### Selected extract:
════════

Reversible parsing

Kragen Javier Sitaker, 02020-05-11 (6 minutes)

In Prolog you can write definite clause grammars, which make it very straightforward to write grammars, which can then be used both for text generation and for parsing:

: user@debian:~/devel/dev3; swipl
% library(swi_hooks) compiled into pce_swi_hooks 0.00 sec, 3,856 bytes
Welcome to SWI-Prolog (Multi-threaded, 64 bits, Version 5.10.4)
Copyright (c) 1990-2011 University of Amsterdam, VU Amsterdam
SWI-Prolog comes with ABSOLUTELY NO WARRANTY. This is free software,
and you are welcome to redistribute it under certain conditions.
Please visit http://www.swi-prolog.org for details.

For help, use ?- help(Topic). or ?- apropos(Word).

?- [user].
det --> [the] | [a] | [that].
|: noun --> [buffalo] | [capacitor] | [philosophy].
|: vi --> [sucks] | [is, walking] | [glows].
|: vt --> [supersedes] | [clobbers] | [loves].
|: sentence --> det, noun, vi |
|:  det, noun, vt, det, noun.
|: 
% user://1 compiled 0.00 sec, 4,816 bytes
true.

?- phrase(sentence, S), append(Y, Z, S), append(X, [buffalo], Y).
S = [the, buffalo, sucks],
Y = [the, buffalo],
Z = [sucks],
X = [the] ;
S = [the, buffalo, is, walking],
Y = [the, buffalo],
Z = [is, walking],
X = [the] ;
S = [the, buffalo, glows],
Y = [the, buffalo],
Z = [glows],
X = [the] ;
S = [a, buffalo, sucks],
Y = [a, buffalo],
Z = [sucks],
X = [a] ;
S = [a, buffalo, is, walking],
Y = [a, buffalo],
Z = [is, walking],
X = [a] ;
...
S = [the, buffalo, loves, that, capacitor],
Y = [the, buffalo],
Z = [loves, that, capacitor],
X = [the] ;
S = [the, buffalo, loves, that, philosophy],
Y = [the, buffalo],
Z = [loves, that, philosophy],
X = [the] ;
S = Y, Y = [the, capacitor, supersedes, the, buffalo],
Z = [],
X = [the, capacitor, supersedes, the] ;
S = Y, Y = [the, capacitor, supersedes, a, buffalo],
Z = [],
X = [the, capacitor, supersedes, a] .

?-

A disadvantage of DCGs is that, in standard Prolog, they don’t terminate on left recursion and can take exponential time, although cuts can tame the exponential and I think tabled resolution can conquer both in some cases (“DCGs + Memoing = Packrat Parsing, But is it worth it?” by Ralph Becket and Zoltan Somogyi.)

════════

### List of tasks:
1: From the reversible parsing page, reproduce the lines between "det --> [the]" and "vt, det, noun.", inclusive, swapping "capacitor" for "transistor".
2: Summarize the reversible parsing page in two sentences.
The listing after this point comes from a separate source.

### Material provided:

════════

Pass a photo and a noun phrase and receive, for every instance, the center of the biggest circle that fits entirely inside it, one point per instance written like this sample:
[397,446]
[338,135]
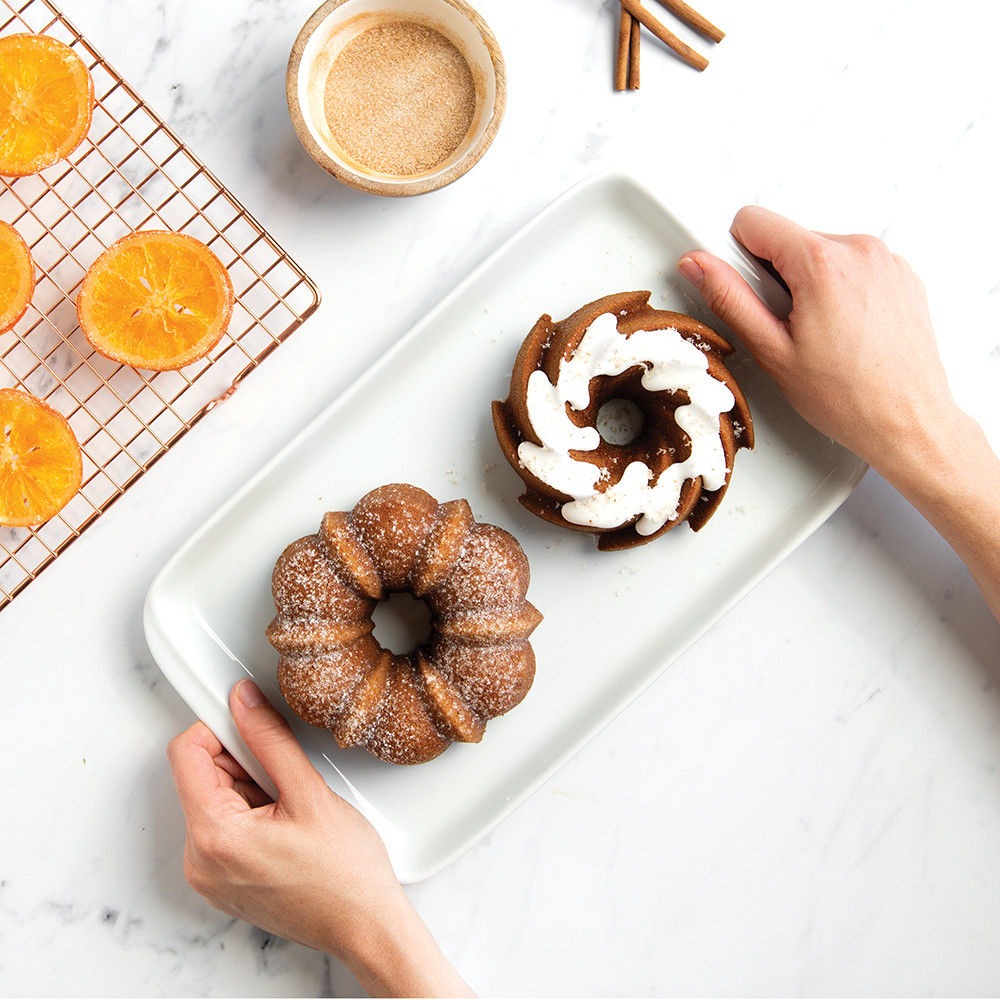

════════

### Answers for this exercise:
1:
det --> [the] | [a] | [that].
|: noun --> [buffalo] | [transistor] | [philosophy].
|: vi --> [sucks] | [is, walking] | [glows].
|: vt --> [supersedes] | [clobbers] | [loves].
|: sentence --> det, noun, vi |
|:  det, noun, vt, det, noun.

2: In Prolog, definite clause grammars make writing grammars straightforward, and those grammars can be used for both text generation and parsing. A drawback is that in standard Prolog they don't terminate on left recursion and can take exponential time, though cuts can tame the exponential and tabled resolution may conquer both in some cases.